イ・スグンの年、キム・スンウの時代
A「今年も、年末恒例の韓国のKBS芸能大賞が終わりましたなあ」
B「韓国では、3大放送局が年の瀬に、1年間放送した番組の出演者の中から、放送局に貢献した人を表彰するプログラムがあるんですよね。バラエティ系の番組は『芸能大賞』、ドラマは『演技大賞』です。簡単に言えば、『芸能大賞』はお笑い芸人やMCたちの祭典で、『演技大賞』は俳優たちの祭典です」
A「今年(2011)のKBS大賞は、個人ではなく、『1泊2日(イルパクイイル)』に与えられました。個人ではなく団体に与えられるというのは、珍しいようですね」
B「『1泊2日』はKBSの看板番組ですからね。でも今年の後半に、番組を強烈にリードしてきた大黒柱、カン・ホドンが脱税スキャンダルでテレビ出演を自粛し、残る5人で頑張ってきたわけです。それに対する慰労の意味でしょうね」
A「カン・ホドンの謹慎はかなり痛い話ですよね。なにしろ、韓国を代表するMCでしたから」
B「メインの不在、という中での番組継続は大きなダメージでしたね。でもその過程で、新レギュラーのオム・テウンはかなり成長したと思いますよ」
A「たしかにそうです。バラエティとは無縁の生活を送っていた俳優のオム・テウンは、最初はほとんど存在感もなくて、大丈夫かと心配でしたが、ここへきて、ずいぶんと喋りもうまくなってきました」
B「カン・ホドンは番組の中で『俳優という自分の殻を打ち破って、自分を変えようとしているオム・テウンはすごい』と言っていました。オム・テウンの方もカン・ホドンに全幅の信頼を寄せて、バラエティ番組のノウハウを学ぼうとしていたのでしょう。その矢先にあの事件です。オム・テウンは、カン・ホドンのためにも、自分の殻を打ち破ろうと、この間必死だったのでしょう」
══════════════════════════════
実施する作業
1 – 上のKBS芸能大賞をめぐる対談によると、2011年のKBS大賞は何に与えられたか。
2 – 上のKBS芸能大賞をめぐる対談のうち、「イ・スグンの年、キム・スンウの時代」から「喋りもうまくなってきました」」までを、両端の語句も含めて一字一句そのまま書き写せ。
══════════════════════════════
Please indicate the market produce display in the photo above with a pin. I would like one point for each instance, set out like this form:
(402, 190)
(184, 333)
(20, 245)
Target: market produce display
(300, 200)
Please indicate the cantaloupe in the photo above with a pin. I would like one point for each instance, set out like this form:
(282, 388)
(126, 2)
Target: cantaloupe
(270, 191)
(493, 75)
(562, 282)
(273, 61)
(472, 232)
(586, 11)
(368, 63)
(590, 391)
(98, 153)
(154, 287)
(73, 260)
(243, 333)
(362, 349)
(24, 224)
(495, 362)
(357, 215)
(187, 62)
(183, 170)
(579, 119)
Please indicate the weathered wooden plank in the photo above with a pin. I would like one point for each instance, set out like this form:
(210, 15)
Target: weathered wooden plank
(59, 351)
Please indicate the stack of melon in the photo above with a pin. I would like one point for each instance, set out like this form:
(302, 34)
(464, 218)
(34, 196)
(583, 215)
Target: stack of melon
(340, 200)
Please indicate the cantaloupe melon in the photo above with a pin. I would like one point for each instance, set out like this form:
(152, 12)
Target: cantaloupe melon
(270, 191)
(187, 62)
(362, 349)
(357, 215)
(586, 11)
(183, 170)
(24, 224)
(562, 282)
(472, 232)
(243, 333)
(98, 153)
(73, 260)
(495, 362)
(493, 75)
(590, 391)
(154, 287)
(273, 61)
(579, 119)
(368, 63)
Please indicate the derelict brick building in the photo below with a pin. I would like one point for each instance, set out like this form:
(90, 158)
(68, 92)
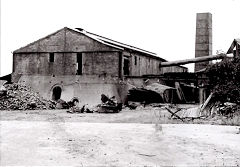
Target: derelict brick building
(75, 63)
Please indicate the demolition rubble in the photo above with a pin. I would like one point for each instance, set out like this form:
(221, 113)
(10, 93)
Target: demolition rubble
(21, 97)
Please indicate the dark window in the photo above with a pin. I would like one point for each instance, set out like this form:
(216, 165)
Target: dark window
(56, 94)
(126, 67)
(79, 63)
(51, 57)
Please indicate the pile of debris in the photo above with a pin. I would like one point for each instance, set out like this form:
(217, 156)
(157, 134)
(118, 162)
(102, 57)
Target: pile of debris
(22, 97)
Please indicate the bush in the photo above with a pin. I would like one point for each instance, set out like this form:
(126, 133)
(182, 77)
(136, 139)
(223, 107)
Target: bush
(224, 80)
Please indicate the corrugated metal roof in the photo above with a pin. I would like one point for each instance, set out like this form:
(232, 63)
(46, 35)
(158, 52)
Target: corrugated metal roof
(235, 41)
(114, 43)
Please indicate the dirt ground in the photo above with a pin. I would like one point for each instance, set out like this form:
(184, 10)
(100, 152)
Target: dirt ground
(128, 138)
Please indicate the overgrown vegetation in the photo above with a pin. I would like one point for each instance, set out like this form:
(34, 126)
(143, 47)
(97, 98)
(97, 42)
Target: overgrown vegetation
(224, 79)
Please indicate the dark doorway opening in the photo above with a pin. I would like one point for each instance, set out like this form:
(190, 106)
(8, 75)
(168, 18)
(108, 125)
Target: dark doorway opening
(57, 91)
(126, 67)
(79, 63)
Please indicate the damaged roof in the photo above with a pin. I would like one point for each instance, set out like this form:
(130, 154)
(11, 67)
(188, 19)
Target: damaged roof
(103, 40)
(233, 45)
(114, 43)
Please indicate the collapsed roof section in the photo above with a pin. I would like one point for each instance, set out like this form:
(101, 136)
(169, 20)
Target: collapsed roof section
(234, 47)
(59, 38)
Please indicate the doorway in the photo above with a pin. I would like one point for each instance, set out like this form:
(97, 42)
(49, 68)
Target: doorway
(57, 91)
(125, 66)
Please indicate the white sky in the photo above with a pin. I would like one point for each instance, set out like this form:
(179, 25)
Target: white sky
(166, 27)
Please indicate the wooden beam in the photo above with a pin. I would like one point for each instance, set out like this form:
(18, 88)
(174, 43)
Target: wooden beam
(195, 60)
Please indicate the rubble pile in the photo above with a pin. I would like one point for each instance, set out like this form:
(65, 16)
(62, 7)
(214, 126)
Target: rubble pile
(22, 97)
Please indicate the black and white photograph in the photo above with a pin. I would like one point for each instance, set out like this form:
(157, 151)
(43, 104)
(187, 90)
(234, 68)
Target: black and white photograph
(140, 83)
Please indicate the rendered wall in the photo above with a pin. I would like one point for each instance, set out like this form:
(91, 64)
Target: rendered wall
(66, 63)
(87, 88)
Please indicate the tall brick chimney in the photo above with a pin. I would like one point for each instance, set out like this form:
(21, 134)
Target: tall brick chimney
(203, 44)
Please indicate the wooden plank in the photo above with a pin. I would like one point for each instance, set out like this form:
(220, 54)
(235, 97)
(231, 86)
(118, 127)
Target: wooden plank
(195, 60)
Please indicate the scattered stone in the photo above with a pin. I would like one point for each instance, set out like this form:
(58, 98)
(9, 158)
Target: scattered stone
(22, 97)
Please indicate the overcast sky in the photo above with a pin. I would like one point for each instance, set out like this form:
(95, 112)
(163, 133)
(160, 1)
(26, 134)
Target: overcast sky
══════════════════════════════
順番どおりの回答
1 – 個人ではなく、『1泊2日(イルパクイイル)』に与えられた。

2 –
イ・スグンの年、キム・スンウの時代
A「今年も、年末恒例の韓国のKBS芸能大賞が終わりましたなあ」
B「韓国では、3大放送局が年の瀬に、1年間放送した番組の出演者の中から、放送局に貢献した人を表彰するプログラムがあるんですよね。バラエティ系の番組は『芸能大賞』、ドラマは『演技大賞』です。簡単に言えば、『芸能大賞』はお笑い芸人やMCたちの祭典で、『演技大賞』は俳優たちの祭典です」
A「今年(2011)のKBS大賞は、個人ではなく、『1泊2日(イルパクイイル)』に与えられました。個人ではなく団体に与えられるというのは、珍しいようですね」
B「『1泊2日』はKBSの看板番組ですからね。でも今年の後半に、番組を強烈にリードしてきた大黒柱、カン・ホドンが脱税スキャンダルでテレビ出演を自粛し、残る5人で頑張ってきたわけです。それに対する慰労の意味でしょうね」
A「カン・ホドンの謹慎はかなり痛い話ですよね。なにしろ、韓国を代表するMCでしたから」
B「メインの不在、という中での番組継続は大きなダメージでしたね。でもその過程で、新レギュラーのオム・テウンはかなり成長したと思いますよ」
A「たしかにそうです。バラエティとは無縁の生活を送っていた俳優のオム・テウンは、最初はほとんど存在感もなくて、大丈夫かと心配でしたが、ここへきて、ずいぶんと喋りもうまくなってきました」